Exercise instructions:
Find the word "road" in the records and copy every line where it occurs.

_____

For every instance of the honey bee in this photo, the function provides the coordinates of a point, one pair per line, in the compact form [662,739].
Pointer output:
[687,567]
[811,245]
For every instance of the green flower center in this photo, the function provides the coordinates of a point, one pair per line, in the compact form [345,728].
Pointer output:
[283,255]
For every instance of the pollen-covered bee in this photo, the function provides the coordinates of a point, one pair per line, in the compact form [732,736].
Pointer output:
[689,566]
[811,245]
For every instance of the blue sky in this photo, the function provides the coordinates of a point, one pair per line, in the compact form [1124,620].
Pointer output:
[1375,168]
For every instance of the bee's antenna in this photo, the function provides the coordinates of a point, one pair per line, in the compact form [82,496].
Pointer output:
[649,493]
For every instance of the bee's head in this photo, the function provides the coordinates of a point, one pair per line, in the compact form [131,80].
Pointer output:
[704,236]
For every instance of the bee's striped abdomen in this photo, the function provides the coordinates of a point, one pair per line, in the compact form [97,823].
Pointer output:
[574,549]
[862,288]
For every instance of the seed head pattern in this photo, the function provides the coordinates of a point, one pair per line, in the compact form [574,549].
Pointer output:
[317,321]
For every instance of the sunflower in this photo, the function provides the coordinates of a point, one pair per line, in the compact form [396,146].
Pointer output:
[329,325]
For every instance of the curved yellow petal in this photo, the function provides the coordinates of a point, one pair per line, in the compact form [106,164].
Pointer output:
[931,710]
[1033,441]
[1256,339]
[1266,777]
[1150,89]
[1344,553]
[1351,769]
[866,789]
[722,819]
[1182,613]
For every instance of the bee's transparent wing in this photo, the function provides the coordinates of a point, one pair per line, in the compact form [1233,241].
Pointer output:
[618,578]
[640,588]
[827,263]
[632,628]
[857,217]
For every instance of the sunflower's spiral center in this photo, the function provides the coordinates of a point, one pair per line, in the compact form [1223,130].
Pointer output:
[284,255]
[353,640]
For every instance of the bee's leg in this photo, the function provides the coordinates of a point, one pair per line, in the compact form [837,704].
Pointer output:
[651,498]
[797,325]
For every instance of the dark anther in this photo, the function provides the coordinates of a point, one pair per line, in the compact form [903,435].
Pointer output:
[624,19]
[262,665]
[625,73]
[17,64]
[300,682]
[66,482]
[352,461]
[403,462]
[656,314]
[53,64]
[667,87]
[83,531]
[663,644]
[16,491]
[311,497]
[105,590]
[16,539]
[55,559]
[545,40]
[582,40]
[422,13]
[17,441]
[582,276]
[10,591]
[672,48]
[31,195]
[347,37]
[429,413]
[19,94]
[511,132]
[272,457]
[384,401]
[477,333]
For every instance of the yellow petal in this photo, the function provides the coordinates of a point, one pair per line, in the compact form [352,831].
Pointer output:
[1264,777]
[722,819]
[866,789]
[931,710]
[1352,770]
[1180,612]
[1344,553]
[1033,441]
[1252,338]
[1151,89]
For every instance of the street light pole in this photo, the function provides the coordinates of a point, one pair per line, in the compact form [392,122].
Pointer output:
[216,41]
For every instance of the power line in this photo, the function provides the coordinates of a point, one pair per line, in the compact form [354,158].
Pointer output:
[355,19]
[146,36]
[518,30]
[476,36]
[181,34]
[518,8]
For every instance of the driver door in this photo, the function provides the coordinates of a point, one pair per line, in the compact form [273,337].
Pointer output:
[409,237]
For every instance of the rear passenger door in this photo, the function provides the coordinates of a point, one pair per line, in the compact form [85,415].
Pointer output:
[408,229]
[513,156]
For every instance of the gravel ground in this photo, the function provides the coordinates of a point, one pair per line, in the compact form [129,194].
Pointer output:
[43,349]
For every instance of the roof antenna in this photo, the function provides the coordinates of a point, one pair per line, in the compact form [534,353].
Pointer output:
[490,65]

_____

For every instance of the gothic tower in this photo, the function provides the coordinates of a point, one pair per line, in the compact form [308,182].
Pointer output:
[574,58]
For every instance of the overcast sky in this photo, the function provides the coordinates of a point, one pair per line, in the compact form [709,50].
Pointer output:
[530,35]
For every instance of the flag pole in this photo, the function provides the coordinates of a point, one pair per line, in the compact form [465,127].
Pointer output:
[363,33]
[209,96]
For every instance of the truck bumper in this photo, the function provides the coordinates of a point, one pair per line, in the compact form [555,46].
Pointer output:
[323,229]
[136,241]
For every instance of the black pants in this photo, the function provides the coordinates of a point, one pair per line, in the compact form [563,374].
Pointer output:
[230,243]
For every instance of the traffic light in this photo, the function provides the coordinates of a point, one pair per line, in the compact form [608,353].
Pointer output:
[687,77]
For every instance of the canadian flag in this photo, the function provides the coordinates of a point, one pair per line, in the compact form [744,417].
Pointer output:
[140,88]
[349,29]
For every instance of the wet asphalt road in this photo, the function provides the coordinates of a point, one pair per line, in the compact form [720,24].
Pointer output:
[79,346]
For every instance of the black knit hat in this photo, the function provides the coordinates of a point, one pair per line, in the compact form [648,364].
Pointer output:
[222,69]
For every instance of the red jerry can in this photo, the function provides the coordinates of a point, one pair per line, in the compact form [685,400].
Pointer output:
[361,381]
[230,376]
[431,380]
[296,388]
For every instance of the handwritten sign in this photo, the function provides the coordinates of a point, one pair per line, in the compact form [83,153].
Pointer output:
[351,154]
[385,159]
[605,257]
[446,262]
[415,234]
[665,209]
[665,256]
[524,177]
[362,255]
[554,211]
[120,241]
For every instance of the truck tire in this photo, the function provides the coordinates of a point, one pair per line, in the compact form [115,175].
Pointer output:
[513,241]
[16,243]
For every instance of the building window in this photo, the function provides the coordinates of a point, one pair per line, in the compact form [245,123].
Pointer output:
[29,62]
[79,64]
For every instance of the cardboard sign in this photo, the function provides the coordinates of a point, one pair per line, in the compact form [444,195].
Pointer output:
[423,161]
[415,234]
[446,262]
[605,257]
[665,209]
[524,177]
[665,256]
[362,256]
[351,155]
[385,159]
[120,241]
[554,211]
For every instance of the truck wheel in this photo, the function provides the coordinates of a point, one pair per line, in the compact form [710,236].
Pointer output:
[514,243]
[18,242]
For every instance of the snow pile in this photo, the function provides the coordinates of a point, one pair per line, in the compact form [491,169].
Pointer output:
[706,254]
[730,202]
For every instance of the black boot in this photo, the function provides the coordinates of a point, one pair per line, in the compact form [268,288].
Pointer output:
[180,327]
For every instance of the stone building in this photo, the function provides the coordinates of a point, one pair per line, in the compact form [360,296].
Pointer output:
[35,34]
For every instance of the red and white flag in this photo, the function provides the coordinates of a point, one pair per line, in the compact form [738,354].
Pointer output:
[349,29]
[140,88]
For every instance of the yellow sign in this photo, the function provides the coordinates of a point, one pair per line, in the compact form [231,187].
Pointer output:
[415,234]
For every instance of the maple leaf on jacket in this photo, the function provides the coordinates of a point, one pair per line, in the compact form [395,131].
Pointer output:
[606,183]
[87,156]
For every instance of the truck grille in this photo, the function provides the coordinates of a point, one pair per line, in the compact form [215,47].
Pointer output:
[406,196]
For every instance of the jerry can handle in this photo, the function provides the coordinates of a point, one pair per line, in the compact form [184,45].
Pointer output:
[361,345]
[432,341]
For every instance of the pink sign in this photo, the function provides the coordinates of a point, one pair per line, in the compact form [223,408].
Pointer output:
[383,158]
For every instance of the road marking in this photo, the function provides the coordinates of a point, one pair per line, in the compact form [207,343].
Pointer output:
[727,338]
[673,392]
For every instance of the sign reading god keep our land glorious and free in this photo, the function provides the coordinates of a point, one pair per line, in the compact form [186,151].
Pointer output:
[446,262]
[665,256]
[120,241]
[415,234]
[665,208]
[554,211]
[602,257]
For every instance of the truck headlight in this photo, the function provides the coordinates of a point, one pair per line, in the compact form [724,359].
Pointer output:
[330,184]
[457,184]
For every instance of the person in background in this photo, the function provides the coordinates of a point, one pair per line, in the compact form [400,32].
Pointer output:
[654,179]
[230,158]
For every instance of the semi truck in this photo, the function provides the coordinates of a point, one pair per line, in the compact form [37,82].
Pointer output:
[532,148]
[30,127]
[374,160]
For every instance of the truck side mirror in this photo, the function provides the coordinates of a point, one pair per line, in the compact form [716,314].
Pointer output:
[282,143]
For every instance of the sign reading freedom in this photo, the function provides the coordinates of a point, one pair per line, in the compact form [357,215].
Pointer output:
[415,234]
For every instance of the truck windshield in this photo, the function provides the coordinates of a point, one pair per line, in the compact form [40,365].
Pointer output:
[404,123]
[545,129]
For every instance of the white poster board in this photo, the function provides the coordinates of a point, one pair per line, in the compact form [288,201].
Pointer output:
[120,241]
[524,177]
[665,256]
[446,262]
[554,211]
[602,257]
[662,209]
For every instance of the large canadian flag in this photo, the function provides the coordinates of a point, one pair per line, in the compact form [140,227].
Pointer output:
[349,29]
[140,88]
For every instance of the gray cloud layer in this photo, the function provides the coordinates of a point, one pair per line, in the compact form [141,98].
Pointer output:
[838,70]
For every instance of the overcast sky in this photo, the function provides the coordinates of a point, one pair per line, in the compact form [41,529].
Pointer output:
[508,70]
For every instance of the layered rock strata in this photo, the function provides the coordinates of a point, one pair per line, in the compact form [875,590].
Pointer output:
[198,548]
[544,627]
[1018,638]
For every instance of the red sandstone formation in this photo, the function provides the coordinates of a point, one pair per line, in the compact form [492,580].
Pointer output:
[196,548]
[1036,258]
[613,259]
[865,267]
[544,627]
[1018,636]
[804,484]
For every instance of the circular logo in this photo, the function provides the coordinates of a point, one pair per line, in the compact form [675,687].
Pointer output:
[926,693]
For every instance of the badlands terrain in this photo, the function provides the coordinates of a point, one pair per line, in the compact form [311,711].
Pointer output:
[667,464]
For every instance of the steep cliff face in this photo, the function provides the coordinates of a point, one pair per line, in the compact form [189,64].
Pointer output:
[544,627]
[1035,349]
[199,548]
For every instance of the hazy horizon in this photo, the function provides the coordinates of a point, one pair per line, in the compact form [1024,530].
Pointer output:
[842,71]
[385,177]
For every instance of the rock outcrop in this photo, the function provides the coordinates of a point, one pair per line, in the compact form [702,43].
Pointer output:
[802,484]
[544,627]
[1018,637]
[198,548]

_____

Exercise result:
For every instance of the wet asphalt road in this photo, the function provides the coordinates of a point, one pair per line, in the compact form [720,24].
For every instance of the road marking in this photo, the function provides the coordinates of a point, one pair per line, in the compact form [207,343].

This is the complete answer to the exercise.